TEXT ->
In a touching birthday post on Facebook, a 4th year law student at Makerere University has today morning shed light on the circumstances that left him permanently disabled and abandoned to die by his biological mother.
In his post, Mr. Kabaale Allan, a former minister representing disabled students on Mr. Bala David’s 81st Students’ Guild Cabinet, narrates that while still a toddler in 1994, he was attacked by a strange illness while staying with his mother at his grandmother’s home but the family could not afford the medical attention his condition urgently required. “They [resorted to] treating me with herbs.”
“When the situation went out of hand, I was taken to a local health center where I was subjected to dozens of injections,” reads part of Allan’s post. He goes on to recount that in a bid to save his fragile life, the attendants at the health facility ended up injecting him thrice in the same spot. It is at this point that his condition irreversibly deteriorated, and the last hope his youthful mother had of saving his life vanished.
“Amidst confusion and helplessness, she dropped me in a nearby bush so that I die out of her sight,” Allan’s post continues. Allan would stay abandoned in that bush for “three rainy days” until he was rescued by his dear grandmother.
“By that time, I was pale yellowish, very hairy with sunken eyes, and with swollen buttocks due to the effects of the poorly administered injections. I was almost lifeless … She [Allan’s grandmother] started devising all possible means of rescuing her grandson’s life. She attended to the injection-swellings and wounds, and by God’s grace life was returned unto me through her efforts, and later with mother’s, too, after she realized that I actually had a second chance of living.”

DATASET EXCERPTS ->
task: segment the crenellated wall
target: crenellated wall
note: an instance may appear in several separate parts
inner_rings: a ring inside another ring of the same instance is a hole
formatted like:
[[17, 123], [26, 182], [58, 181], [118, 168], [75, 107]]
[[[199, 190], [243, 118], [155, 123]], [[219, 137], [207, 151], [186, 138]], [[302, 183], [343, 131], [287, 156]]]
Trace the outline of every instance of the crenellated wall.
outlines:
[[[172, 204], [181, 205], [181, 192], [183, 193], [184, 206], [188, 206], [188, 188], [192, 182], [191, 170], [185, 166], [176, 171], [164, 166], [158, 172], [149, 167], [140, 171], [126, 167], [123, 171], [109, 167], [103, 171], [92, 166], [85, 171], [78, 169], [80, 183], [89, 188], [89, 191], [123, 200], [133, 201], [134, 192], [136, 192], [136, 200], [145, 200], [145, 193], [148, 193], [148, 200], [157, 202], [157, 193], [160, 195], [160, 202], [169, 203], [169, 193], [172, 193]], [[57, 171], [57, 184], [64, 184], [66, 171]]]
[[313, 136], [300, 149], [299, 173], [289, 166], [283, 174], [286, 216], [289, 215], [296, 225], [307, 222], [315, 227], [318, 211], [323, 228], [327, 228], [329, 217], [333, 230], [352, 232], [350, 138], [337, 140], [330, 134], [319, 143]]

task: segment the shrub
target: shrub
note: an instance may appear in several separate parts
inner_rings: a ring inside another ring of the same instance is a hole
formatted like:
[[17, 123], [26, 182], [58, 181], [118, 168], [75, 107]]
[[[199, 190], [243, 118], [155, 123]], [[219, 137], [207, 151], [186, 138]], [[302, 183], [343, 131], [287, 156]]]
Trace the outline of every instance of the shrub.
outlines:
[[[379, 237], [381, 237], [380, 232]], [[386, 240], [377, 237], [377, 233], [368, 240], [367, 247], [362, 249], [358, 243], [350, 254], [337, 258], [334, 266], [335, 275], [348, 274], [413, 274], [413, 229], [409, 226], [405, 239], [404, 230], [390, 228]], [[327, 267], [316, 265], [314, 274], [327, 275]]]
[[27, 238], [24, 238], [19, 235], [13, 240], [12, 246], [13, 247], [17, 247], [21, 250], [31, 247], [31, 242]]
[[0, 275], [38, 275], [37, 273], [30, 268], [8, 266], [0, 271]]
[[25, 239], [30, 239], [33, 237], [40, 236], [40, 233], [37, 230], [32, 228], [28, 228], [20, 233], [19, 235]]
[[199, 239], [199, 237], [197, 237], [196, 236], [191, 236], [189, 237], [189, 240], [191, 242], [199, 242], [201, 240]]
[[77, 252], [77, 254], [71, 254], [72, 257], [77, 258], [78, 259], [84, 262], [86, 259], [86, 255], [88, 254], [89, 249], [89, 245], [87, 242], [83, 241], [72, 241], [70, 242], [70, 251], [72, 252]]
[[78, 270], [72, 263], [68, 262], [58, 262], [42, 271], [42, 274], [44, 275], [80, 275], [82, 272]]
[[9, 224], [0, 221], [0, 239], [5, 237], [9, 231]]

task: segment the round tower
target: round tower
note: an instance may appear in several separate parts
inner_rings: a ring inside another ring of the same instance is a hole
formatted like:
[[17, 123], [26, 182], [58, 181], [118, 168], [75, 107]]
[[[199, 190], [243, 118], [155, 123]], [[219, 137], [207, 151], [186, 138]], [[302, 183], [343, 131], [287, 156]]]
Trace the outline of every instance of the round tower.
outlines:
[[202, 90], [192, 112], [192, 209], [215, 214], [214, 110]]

WORK INSTRUCTIONS ->
[1] In the article about Kabaale Allan, list every physical condition named in the sentence that begins "By that time, I was".
[2] Carry the article about Kabaale Allan forward from the point where it stops.
The material comes from a separate source and has no connection to the article.

EXERCISE RESPONSES ->
[1]
- Pale yellowish
- Very hairy
- Sunken eyes
- Swollen buttocks

[2]
Unfortunately, as Allan goes on to explain, his grandmother’s efforts proved too little too late in as far as the creeping disability was concerned. His nerves had been irreversibly damaged, a situation that later rendered him permanently crippled from the waist downwards.
Nevertheless, Allan is grateful that he is alive today to celebrate 25 years, but feels hurt that his grandmother to whom he literally owes his life did not survive long enough to see him reach this day.
“She always felt happy and comfortable with me. That accounts for the strong attachment I had to her, and I wish she had lived long enough to celebrate with me my 25th birthday. I am shading tears that she [is not alive today.” Allan’s post concludes.
Campus Bee extends birthday greetings to you, Allan! May your dear grandmother’s soul rest in eternal peace.